— Start of SELECTED EXTRACT —

Since I am a lazy Debian user, I am not used to compiling things from source.  (sidenote: It is interesting to me how many people from other distributions are fairly used to mucking around in source code, spending hours working on getting a simple package installed)  But, clusterssh isn't available for cygwin as a package, and I think it might save me a lot of time, so wanted to try it out anyway on my laptop (rather than running it over X on my desktop - our desktop automatically goes to sleep so it seems silly to turn it on to run a program from the laptop - though arguably I could turn the laptop off and go sit on the desktop, but I prefer sitting on the couch with the laptop.  The obvious answer is to install Linux on my laptop, which I'll probably get to at some point).  Okay, enough with the sidenotes (I think).

To install clusterssh, the README helpfully gives you some tests to figure out if you have the correct dependencies.  Unfortunately, I didn't have either Tk or X11::Protocol.

— End of SELECTED EXTRACT —
— Start of RAW DATA —

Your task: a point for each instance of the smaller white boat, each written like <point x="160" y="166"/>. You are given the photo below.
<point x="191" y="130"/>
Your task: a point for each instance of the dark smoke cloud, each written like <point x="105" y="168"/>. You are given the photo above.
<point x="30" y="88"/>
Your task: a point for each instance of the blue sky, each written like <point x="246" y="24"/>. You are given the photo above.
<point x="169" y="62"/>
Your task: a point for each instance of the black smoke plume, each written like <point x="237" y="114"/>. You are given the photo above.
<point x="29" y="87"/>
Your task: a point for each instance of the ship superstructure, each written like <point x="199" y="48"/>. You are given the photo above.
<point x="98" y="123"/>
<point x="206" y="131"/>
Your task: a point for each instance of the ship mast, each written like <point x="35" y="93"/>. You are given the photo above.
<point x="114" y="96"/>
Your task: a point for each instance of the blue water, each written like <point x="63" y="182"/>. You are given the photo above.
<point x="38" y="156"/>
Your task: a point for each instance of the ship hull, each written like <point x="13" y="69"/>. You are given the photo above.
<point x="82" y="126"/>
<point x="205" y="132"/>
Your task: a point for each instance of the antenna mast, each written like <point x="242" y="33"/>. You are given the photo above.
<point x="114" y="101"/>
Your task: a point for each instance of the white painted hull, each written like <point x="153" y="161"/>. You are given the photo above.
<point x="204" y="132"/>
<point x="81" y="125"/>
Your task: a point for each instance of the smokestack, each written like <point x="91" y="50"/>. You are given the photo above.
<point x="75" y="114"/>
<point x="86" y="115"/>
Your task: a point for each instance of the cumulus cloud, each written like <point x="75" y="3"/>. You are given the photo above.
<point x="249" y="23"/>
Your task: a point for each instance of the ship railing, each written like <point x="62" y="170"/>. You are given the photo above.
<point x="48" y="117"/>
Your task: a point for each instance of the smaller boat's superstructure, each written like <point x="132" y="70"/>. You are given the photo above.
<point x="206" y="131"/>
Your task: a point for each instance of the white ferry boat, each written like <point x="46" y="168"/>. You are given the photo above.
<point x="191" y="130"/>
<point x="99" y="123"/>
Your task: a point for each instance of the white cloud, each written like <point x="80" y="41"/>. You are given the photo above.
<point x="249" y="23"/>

— End of RAW DATA —

In the post about installing clusterssh, transcribe the passage starting with "Since I am a" and going on through "sidenotes (I think).".

▸ REPLY:
Since I am a lazy Debian user, I am not used to compiling things from source.  (sidenote: It is interesting to me how many people from other distributions are fairly used to mucking around in source code, spending hours working on getting a simple package installed)  But, clusterssh isn't available for cygwin as a package, and I think it might save me a lot of time, so wanted to try it out anyway on my laptop (rather than running it over X on my desktop - our desktop automatically goes to sleep so it seems silly to turn it on to run a program from the laptop - though arguably I could turn the laptop off and go sit on the desktop, but I prefer sitting on the couch with the laptop.  The obvious answer is to install Linux on my laptop, which I'll probably get to at some point).  Okay, enough with the sidenotes (I think).